#### Vorliegender Text ####

Elversberg zeigt Hertha BSC, wie es geht
Was sagt es aber über eine hochbezahlte Mannschaft aus, die durch die tapfere SV Elversberg aus einem 12.800-Einwohner-Örtchen im Saarland in dieser Spielzeit zweimal heftig vermöbelt wurde – zu Hause mit 1:4 unter Trainer Cristian Fiel unterlag und nun in Elversberg mit 0:4 unterging und ihren neuen Coach Stefan Leitl zum einsamsten Mann in der kleinen Arena machte? Rund 9 Millionen Euro Spieleretat (SVE) stehen 30 Millionen (Hertha) gegenüber. Der Gesamtmarktwert der SVE-Profis umfasst 21,88 Millionen Euro, der von Hertha 53,23 Millionen Euro.
Doch es geht im Fußball nicht nur um solche Eckdaten, vielmehr zählen eine starke sportliche Führung mit Visionen, ein gut komponierter Kader und möglichst Kontinuität auf der Trainerposition. Während Horst Steffen (56) seit Oktober 2018 in Elversberg glänzende Arbeit leistet, hat Hertha in dieser Zeitspanne acht Fußballlehrer verschlissen.
Hertha BSC drohen triste Zweitliga-Jahre
Sollte unter Stefan Leitl der Super-Gau vermieden werden und Fußball-Berlin die Dritte Liga erspart bleiben – dort agierte Hertha zuletzt 1987/88 in der Amateur-Oberliga Berlin (damals die dritthöchste Spielklasse) – drohen angesichts der finanziellen Rahmenbedingungen, die gravierende Auswirkungen auf das Personal haben werden, triste Jahre in Liga zwei.

####

Schriftliche Aufgabe 1: Gib aus dem Text über Hertha BSC und die SV Elversberg den Abschnitt von „Doch es geht“ bis „acht Fußballlehrer verschlissen.“ wortgetreu wieder.
Schriftliche Aufgabe 2: Mit welchem Ergebnis verlor Hertha BSC laut dem Text über Hertha BSC und die SV Elversberg das Spiel in Elversberg?

#### Datenzeilen ####

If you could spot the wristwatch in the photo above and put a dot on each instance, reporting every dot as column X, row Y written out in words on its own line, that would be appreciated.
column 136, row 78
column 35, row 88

####

Erwartete Antwort 1:
Doch es geht im Fußball nicht nur um solche Eckdaten, vielmehr zählen eine starke sportliche Führung mit Visionen, ein gut komponierter Kader und möglichst Kontinuität auf der Trainerposition. Während Horst Steffen (56) seit Oktober 2018 in Elversberg glänzende Arbeit leistet, hat Hertha in dieser Zeitspanne acht Fußballlehrer verschlissen.

Erwartete Antwort 2: Mit 0:4.